-- START EXCERPT --
Bay Street will be awash in numbers this week as a virtual tidal wave of bank earnings hits all at once, leaving investors to wade through what analysts are calling one of the most unusual quarters the financial sector has seen in years.

Four of Canada's six largest banks will report earnings within hours of each other on Thursday, releasing reams of financial data that investors and analysts must scramble to digest.

Bank earnings season, which can sometimes drag out over two or three weeks, has instead been condensed to a few days, kicking off Tuesday with Bank of Nova Scotia and Bank of Montreal reporting third-quarter numbers. They will be a mere prelude to Super Thursday, as one observer dubbed it, in which Royal Bank of Canada, Toronto-Dominion Bank, Canadian Imperial Bank of Commerce and National Bank of Canada all release earnings.

For investors it will be a story of slowing growth. Though all of the Big Six Canadian banks are expected to post large quarterly profits, they won't see those figures rise as fast as in previous years, which is weighing on the outlook for bank shares.

"Conditions remain challenging," said TD analyst Jason Bilodeau in a research note on the quarter. The potential for a slowdown in the housing sector is a key focus, along with the stubborn economic recovery in North America, and ongoing fiscal instability in Europe.
-- END EXCERPT --
### TASK REQUIREMENTS:
[a] Say whether each statement agrees with the bank earnings excerpt. Answer yes or no, and quote the deciding words. (i) Four of Canada's six largest banks will report earnings on Thursday. (ii) Bank of Montreal is one of the banks reporting on Thursday. (iii) The Big Six Canadian banks are expected to post quarterly losses.
[b] Print the part of the bank earnings excerpt from "Bank earnings season, which" up to and including "for bank shares.", word for word.
[c] Pick up the article on Canadian bank earnings after its last sentence and keep writing it.
-- START MATERIAL PROVIDED --
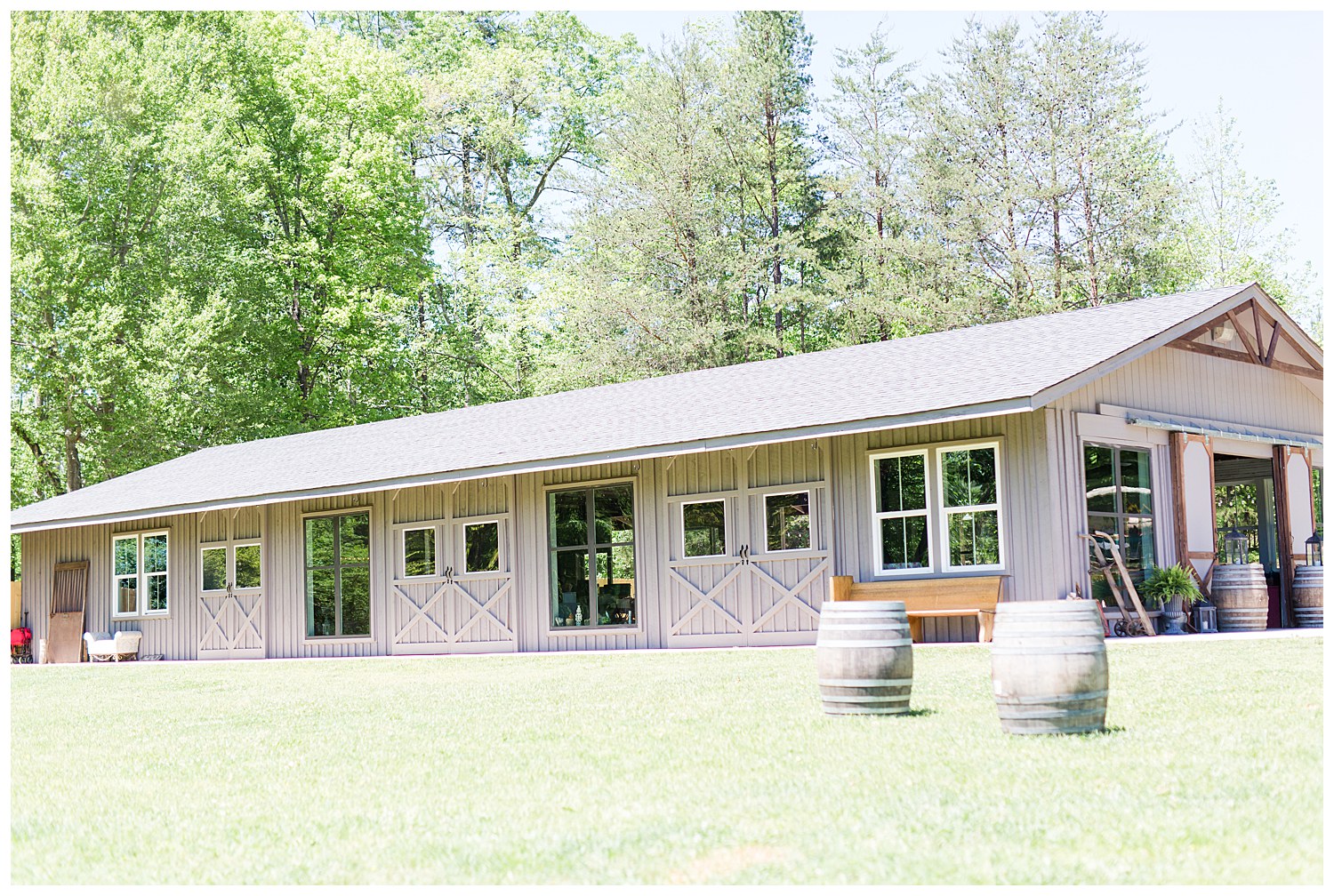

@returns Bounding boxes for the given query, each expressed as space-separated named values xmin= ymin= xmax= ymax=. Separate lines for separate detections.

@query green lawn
xmin=11 ymin=639 xmax=1323 ymax=884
-- END MATERIAL PROVIDED --
### RESPONSES TO THE TASKS:
[a]
(i) Yes: "Four of Canada's six largest banks will report earnings within hours of each other on Thursday"
(ii) No: "kicking off Tuesday with Bank of Nova Scotia and Bank of Montreal reporting third-quarter numbers"
(iii) No: "all of the Big Six Canadian banks are expected to post large quarterly profits"

[b]
Bank earnings season, which can sometimes drag out over two or three weeks, has instead been condensed to a few days, kicking off Tuesday with Bank of Nova Scotia and Bank of Montreal reporting third-quarter numbers. They will be a mere prelude to Super Thursday, as one observer dubbed it, in which Royal Bank of Canada, Toronto-Dominion Bank, Canadian Imperial Bank of Commerce and National Bank of Canada all release earnings.

For investors it will be a story of slowing growth. Though all of the Big Six Canadian banks are expected to post large quarterly profits, they won't see those figures rise as fast as in previous years, which is weighing on the outlook for bank shares.

[c]
The banks gave a multitude of reasons for the scheduling chaos, from the difficulty of finding days when directors can all gather for board meetings to the perils of choosing dates months in advance without consulting rivals. But the reality for investors is that they will have a more difficult task than usual trying to comb through all the data.

"Investors will need to keep a close eye on the ball," Brad Smith of Stonecap Securities Inc. said in a research note to clients. Adopting a conspiratorial tone, the analyst suggested a bank might take this opportunity to roll out bad news, hoping it gets lost in the noise.

"While we do not think ourselves superstitious, we do believe that in general good news is best savoured slowly while bad news is best delivered quickly," Mr. Smith said.

As household debt levels rose to record levels in recent years, the federal government took steps to cool the residential real estate market by reducing the maximum allowable amortization on insured mortgages and cutting back the amount that can be borrowed against a home in a refinancing. While those measures are expected to slow the housing market, a steady rise in consumer debt over the past few years is also weighing on household borrowing and consumption. This trend is expected to be a prominent feature in this week's quarterly numbers.

"We have not had a single investor meeting in the past three months that has not focused significantly, if not exclusively, on the outlook for Canada's housing market," Mr. Bilodeau said. "We believe that the evidence is building that the sector is now in the early onset of what will ultimately prove to be a material deceleration in housing activity in this country."

National Bank financial analyst Peter Routledge said growth in demand for consumer credit has fallen to about 2.5 per cent from over 10 per cent in early 2010.

"We view this as a signal that Canadian households no longer have the capacity to borrow at the robust pace of the past decade and have started to reduce their more expensive debt that often carries variable interest rates," Mr. Routledge said.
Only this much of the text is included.